Brief: Output the lines from the start of the records through the line that contains "x=210, y=98", both ends included, as a numbered list with blank lines left out. Leave the pictures out of the answer.

----- Input data

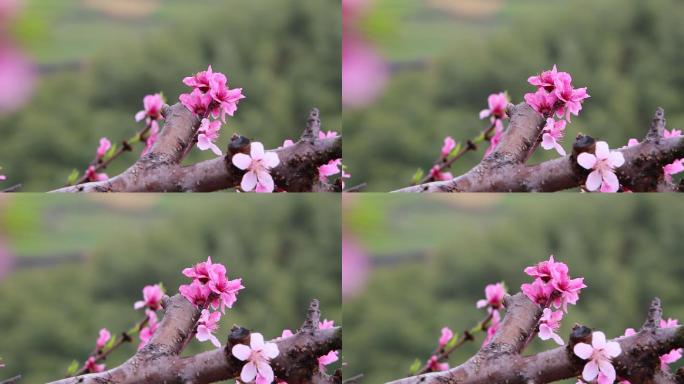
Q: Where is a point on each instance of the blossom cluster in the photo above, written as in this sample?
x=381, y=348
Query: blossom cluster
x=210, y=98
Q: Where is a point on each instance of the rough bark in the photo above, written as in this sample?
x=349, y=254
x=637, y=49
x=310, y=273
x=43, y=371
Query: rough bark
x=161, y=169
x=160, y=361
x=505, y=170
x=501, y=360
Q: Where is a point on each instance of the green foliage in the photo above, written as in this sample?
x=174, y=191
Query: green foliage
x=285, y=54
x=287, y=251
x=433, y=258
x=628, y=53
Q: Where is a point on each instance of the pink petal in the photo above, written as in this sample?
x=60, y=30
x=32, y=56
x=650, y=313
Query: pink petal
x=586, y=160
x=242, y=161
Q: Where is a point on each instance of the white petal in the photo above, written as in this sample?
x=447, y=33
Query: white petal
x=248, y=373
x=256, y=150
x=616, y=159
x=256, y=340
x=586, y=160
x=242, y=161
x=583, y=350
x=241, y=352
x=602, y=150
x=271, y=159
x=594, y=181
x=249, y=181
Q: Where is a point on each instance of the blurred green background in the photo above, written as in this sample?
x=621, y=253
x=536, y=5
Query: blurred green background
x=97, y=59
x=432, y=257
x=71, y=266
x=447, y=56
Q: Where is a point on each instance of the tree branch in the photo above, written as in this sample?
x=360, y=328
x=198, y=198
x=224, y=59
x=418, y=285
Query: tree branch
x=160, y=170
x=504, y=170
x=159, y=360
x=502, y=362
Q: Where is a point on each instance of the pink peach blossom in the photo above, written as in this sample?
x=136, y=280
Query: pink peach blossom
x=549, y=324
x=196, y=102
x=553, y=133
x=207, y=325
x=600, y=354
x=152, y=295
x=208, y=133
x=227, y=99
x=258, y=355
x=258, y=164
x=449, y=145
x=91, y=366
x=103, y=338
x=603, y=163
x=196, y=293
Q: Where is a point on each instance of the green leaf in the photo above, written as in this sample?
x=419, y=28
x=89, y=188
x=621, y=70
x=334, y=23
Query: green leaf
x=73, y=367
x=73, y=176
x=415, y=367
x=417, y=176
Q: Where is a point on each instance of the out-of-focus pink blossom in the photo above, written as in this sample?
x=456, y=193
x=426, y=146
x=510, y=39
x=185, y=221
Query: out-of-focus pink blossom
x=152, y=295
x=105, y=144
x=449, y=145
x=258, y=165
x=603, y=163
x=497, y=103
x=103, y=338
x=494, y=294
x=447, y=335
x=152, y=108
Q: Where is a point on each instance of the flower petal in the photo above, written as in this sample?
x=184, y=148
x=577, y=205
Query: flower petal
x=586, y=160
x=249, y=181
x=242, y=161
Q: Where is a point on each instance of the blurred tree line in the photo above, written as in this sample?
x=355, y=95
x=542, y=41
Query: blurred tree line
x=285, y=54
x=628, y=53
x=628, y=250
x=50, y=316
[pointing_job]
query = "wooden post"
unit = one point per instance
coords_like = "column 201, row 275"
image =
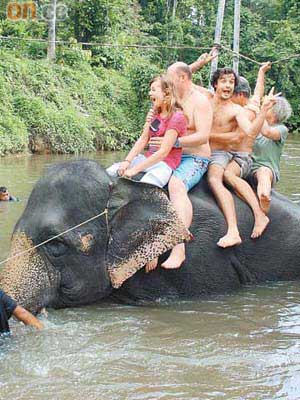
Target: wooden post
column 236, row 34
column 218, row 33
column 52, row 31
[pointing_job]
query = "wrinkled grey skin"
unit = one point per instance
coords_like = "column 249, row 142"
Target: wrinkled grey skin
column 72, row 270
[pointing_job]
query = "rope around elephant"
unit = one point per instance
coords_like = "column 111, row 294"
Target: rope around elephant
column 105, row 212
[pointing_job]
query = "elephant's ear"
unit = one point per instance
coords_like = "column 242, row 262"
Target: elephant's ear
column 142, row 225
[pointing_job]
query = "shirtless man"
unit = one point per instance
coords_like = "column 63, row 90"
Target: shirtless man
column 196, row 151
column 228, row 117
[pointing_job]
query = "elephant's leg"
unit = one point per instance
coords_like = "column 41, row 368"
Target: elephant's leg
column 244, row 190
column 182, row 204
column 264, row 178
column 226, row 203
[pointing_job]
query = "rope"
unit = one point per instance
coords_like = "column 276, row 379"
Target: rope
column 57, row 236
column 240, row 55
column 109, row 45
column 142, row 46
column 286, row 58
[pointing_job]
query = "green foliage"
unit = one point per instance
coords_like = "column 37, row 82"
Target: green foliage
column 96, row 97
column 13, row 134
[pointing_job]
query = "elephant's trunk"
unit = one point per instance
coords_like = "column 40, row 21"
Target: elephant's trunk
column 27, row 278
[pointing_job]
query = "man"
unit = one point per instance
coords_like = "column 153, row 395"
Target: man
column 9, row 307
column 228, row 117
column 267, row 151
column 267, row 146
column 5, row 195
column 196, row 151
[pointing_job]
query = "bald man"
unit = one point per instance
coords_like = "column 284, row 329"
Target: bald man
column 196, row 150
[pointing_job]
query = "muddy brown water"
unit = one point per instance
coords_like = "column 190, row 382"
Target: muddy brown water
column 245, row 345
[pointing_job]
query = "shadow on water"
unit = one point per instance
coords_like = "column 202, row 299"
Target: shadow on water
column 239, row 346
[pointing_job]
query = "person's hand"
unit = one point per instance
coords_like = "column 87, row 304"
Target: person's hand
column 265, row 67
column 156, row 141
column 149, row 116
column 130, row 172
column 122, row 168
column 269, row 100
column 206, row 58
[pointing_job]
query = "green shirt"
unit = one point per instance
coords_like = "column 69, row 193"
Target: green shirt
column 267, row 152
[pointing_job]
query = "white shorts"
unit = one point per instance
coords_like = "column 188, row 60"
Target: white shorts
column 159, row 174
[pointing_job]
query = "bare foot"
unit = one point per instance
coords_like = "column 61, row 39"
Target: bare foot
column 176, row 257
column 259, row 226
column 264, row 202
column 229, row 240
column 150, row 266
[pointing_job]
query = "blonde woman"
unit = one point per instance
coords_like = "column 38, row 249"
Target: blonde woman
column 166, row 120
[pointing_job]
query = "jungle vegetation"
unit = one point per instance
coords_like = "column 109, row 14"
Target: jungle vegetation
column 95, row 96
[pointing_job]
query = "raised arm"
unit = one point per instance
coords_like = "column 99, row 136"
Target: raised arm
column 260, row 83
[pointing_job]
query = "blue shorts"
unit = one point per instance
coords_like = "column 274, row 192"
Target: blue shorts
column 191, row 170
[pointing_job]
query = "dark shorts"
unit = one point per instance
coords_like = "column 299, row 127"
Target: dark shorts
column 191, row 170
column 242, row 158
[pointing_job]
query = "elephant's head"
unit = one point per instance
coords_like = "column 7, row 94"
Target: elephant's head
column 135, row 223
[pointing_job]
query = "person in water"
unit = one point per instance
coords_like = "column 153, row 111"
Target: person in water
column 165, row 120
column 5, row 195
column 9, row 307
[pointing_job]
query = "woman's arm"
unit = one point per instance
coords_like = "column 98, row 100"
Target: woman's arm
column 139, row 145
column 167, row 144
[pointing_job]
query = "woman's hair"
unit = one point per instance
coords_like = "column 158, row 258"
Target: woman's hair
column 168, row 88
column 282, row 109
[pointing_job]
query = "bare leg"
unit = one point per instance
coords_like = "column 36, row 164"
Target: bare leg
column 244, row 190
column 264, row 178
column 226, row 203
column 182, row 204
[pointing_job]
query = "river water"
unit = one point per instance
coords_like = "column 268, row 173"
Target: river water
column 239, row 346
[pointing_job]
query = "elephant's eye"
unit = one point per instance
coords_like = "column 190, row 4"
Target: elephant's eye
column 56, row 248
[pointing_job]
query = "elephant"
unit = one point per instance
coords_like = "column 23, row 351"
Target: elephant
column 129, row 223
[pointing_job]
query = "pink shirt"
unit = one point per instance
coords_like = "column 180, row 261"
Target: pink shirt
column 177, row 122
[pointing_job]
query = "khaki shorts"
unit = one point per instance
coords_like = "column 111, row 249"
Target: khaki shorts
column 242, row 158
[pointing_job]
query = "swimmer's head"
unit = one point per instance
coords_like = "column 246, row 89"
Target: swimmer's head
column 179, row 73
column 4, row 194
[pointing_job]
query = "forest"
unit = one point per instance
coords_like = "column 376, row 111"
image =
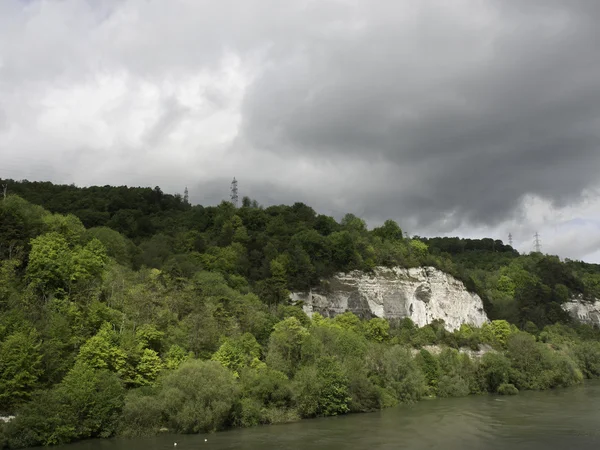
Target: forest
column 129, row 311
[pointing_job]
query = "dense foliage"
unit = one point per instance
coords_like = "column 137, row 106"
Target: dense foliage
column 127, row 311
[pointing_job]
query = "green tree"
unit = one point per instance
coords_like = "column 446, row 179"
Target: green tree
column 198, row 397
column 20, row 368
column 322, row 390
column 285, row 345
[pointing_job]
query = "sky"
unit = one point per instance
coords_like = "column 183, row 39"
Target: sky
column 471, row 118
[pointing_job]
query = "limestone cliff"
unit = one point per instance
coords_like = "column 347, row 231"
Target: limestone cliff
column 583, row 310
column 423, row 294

----------

Task output:
1. Q: Where is a point on each instance of the blossom cluster in the photo above, written as in this sample?
2. x=381, y=348
3. Query: blossom cluster
4. x=210, y=98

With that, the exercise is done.